Problem requirements:
Render each of the following entries as a numbered list, omitting any blank lines.

Data provided:

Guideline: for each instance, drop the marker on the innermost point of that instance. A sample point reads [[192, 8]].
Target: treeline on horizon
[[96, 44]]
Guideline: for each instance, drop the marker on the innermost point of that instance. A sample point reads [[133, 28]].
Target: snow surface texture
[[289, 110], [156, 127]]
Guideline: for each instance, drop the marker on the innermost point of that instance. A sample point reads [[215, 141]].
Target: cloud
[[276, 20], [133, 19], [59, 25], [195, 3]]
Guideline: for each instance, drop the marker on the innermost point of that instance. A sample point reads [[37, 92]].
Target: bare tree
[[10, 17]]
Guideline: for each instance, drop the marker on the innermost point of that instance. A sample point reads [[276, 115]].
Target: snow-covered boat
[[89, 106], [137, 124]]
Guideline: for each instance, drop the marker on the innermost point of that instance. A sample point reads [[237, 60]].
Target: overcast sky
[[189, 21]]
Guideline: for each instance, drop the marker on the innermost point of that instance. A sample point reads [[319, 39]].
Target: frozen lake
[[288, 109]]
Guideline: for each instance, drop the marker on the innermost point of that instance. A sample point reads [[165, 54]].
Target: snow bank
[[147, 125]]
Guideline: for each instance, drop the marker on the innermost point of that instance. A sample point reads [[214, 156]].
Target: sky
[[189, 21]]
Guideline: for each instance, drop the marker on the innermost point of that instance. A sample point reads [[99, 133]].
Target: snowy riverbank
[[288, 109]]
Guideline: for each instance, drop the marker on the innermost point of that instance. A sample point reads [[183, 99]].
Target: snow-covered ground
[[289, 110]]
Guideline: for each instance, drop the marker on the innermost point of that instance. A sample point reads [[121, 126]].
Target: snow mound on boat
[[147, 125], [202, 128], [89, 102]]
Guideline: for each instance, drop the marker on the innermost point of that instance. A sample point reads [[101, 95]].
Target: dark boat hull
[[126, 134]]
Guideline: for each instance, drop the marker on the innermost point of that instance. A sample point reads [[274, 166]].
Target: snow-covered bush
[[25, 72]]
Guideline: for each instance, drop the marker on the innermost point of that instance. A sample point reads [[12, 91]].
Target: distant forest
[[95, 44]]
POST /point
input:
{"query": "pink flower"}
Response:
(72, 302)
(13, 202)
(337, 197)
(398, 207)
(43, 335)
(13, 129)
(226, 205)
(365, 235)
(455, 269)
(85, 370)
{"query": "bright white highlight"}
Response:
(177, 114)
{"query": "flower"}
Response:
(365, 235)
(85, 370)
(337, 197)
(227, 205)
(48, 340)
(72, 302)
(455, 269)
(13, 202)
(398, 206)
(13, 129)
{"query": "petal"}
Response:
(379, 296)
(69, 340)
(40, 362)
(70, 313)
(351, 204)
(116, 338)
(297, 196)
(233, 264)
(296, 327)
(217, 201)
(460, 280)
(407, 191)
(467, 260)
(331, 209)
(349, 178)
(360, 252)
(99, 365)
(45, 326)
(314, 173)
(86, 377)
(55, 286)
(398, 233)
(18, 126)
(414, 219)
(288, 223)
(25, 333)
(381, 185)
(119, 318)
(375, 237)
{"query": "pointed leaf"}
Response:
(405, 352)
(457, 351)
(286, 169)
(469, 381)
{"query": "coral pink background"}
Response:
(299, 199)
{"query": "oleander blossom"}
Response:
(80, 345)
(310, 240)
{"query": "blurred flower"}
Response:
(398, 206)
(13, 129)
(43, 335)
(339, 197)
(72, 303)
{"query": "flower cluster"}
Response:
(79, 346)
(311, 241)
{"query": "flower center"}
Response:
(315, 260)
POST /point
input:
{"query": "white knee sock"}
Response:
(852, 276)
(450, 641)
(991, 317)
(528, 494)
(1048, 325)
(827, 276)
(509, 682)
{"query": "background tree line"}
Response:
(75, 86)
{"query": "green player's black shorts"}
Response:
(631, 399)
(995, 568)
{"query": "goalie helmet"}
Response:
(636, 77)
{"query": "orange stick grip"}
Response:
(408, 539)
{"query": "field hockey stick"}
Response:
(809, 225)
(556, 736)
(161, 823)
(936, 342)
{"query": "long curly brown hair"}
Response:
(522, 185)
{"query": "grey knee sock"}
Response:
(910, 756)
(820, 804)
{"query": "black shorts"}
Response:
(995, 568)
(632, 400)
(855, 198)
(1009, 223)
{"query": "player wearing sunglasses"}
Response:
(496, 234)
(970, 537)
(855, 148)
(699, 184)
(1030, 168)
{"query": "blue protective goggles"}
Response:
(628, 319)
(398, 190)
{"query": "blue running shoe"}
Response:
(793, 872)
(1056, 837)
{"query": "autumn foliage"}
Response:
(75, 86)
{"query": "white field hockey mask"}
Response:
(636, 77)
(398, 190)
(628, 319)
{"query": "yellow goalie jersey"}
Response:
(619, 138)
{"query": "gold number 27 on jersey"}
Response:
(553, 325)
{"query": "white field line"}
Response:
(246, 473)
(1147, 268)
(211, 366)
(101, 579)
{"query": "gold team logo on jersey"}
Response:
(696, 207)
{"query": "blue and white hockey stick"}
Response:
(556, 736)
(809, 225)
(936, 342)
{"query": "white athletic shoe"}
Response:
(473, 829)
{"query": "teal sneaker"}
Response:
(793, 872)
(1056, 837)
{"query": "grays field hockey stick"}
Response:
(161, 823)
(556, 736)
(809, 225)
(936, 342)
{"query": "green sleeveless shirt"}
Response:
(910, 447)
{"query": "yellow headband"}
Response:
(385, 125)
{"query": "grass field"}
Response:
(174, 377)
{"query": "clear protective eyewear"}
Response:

The reply:
1. Guideline: for each instance, drop the marker on the innermost point of that instance. A sample point reads [[192, 8]].
2. Target: treeline on horizon
3. [[96, 44]]
4. Guideline: for each instance, drop the marker on the innermost point of that instance. A sample point reads [[133, 28]].
5. Target: snow surface texture
6. [[289, 110], [156, 127]]
7. Guideline: for each instance, drop the marker on the innermost point of that instance. A sample point reads [[215, 141]].
8. Target: cloud
9. [[276, 20], [133, 19], [59, 25], [195, 3]]
10. Guideline: for each instance, drop the marker on the innermost point of that instance. A sample point reads [[37, 92]].
11. Target: bare tree
12. [[10, 17]]
13. Guideline: for each instance, drop the marker on the innermost point of that instance. A sample point reads [[276, 115]].
14. Target: snow-covered boat
15. [[89, 106], [137, 124]]
16. Guideline: for each instance, drop the marker on the innermost point of that instance. A sample point reads [[237, 60]].
17. Target: overcast sky
18. [[189, 21]]
19. Guideline: for each instance, drop the marker on the innermost point of that instance. A sample point reads [[319, 39]].
20. Target: frozen lake
21. [[288, 109]]
22. Guideline: for each instance, drop the marker on the innermost point of that instance. A sample point reads [[165, 54]].
23. Target: snow bank
24. [[147, 125]]
25. Guideline: for each instance, drop the marker on the innermost point of that instance. A sample point reads [[214, 156]].
26. Target: sky
27. [[189, 21]]
28. Guideline: for each instance, drop the marker on the innermost point of that instance. A sample point reads [[99, 133]].
29. Target: snowy riverbank
30. [[288, 109]]
31. Guideline: for each instance, drop the marker on the innermost point of that instance. A sample point reads [[183, 99]].
32. Target: snow-covered ground
33. [[289, 110]]
34. Guideline: for each instance, drop the marker on the innermost point of that instance. A sample point reads [[121, 126]].
35. Target: snow mound on boat
36. [[147, 125], [202, 128], [89, 102]]
37. Guideline: for each instance, drop the marker on the innermost point of that instance. A sample point reads [[101, 95]].
38. Target: dark boat hull
39. [[126, 134]]
40. Guideline: for each instance, drop the marker on the innermost point of that instance. A sample point reads [[274, 166]].
41. Target: snow-covered bush
42. [[25, 72]]
43. Guideline: for each instance, drop the marker on the innermost point of that instance. A sample point reads [[12, 91]].
44. Target: distant forest
45. [[95, 44]]
46. POST /point
47. input:
48. {"query": "pink flower"}
49. Response:
50. (72, 302)
51. (13, 202)
52. (337, 197)
53. (398, 207)
54. (43, 335)
55. (13, 129)
56. (226, 205)
57. (365, 235)
58. (455, 269)
59. (85, 370)
60. {"query": "bright white highlight"}
61. Response:
62. (177, 114)
63. {"query": "flower"}
64. Response:
65. (365, 235)
66. (85, 370)
67. (337, 197)
68. (227, 205)
69. (48, 340)
70. (72, 302)
71. (455, 269)
72. (13, 202)
73. (398, 206)
74. (13, 129)
75. {"query": "petal"}
76. Response:
77. (379, 296)
78. (69, 340)
79. (40, 362)
80. (70, 313)
81. (351, 204)
82. (116, 338)
83. (297, 196)
84. (233, 264)
85. (296, 327)
86. (217, 201)
87. (460, 280)
88. (407, 191)
89. (467, 260)
90. (331, 209)
91. (349, 178)
92. (360, 252)
93. (99, 365)
94. (45, 326)
95. (314, 173)
96. (86, 377)
97. (55, 286)
98. (398, 233)
99. (18, 126)
100. (414, 219)
101. (288, 223)
102. (25, 333)
103. (381, 185)
104. (119, 318)
105. (375, 237)
106. {"query": "pointed leaf"}
107. Response:
108. (405, 352)
109. (457, 351)
110. (286, 169)
111. (469, 381)
112. {"query": "coral pink background"}
113. Response:
114. (299, 199)
115. {"query": "oleander blossom"}
116. Response:
117. (80, 345)
118. (310, 240)
119. {"query": "blurred flower"}
120. Response:
121. (398, 206)
122. (13, 129)
123. (43, 335)
124. (339, 197)
125. (72, 303)
126. {"query": "flower cluster"}
127. Response:
128. (79, 346)
129. (311, 241)
130. {"query": "flower center"}
131. Response:
132. (315, 260)
133. POST /point
134. input:
135. {"query": "white knee sock"}
136. Response:
137. (852, 276)
138. (450, 641)
139. (991, 317)
140. (528, 494)
141. (1048, 325)
142. (827, 276)
143. (509, 682)
144. {"query": "background tree line"}
145. Response:
146. (75, 86)
147. {"query": "green player's black shorts"}
148. Response:
149. (631, 399)
150. (995, 568)
151. {"query": "goalie helmet"}
152. Response:
153. (636, 77)
154. {"query": "orange stick grip"}
155. Response:
156. (408, 539)
157. {"query": "field hockey stick"}
158. Response:
159. (809, 225)
160. (556, 736)
161. (161, 823)
162. (936, 342)
163. {"query": "long curly brown hair"}
164. Response:
165. (522, 185)
166. {"query": "grey knee sock"}
167. Response:
168. (910, 756)
169. (820, 804)
170. {"query": "black shorts"}
171. Response:
172. (995, 568)
173. (632, 400)
174. (855, 198)
175. (1009, 223)
176. {"query": "player wearing sunglasses"}
177. Response:
178. (496, 234)
179. (970, 537)
180. (855, 148)
181. (699, 184)
182. (1030, 168)
183. {"query": "blue protective goggles"}
184. Response:
185. (628, 319)
186. (398, 190)
187. {"query": "blue running shoe"}
188. Response:
189. (793, 872)
190. (1056, 837)
191. {"query": "autumn foliage"}
192. Response:
193. (75, 86)
194. {"query": "white field hockey mask"}
195. Response:
196. (636, 77)
197. (398, 190)
198. (628, 319)
199. {"query": "yellow goalie jersey"}
200. Response:
201. (619, 138)
202. {"query": "gold number 27 on jersey"}
203. Response:
204. (553, 325)
205. {"query": "white field line"}
206. Response:
207. (246, 473)
208. (1147, 268)
209. (211, 366)
210. (101, 579)
211. {"query": "gold team logo on jersey"}
212. Response:
213. (696, 207)
214. {"query": "blue and white hockey stick"}
215. Response:
216. (556, 736)
217. (809, 225)
218. (936, 342)
219. {"query": "white athletic shoe"}
220. Response:
221. (473, 829)
222. {"query": "teal sneaker"}
223. Response:
224. (793, 872)
225. (1056, 837)
226. {"query": "grays field hockey stick"}
227. Response:
228. (161, 823)
229. (556, 736)
230. (809, 225)
231. (936, 342)
232. {"query": "green sleeveless shirt"}
233. Response:
234. (910, 447)
235. {"query": "yellow headband"}
236. Response:
237. (385, 125)
238. {"query": "grass field"}
239. Response:
240. (174, 377)
241. {"query": "clear protective eyewear"}
242. Response:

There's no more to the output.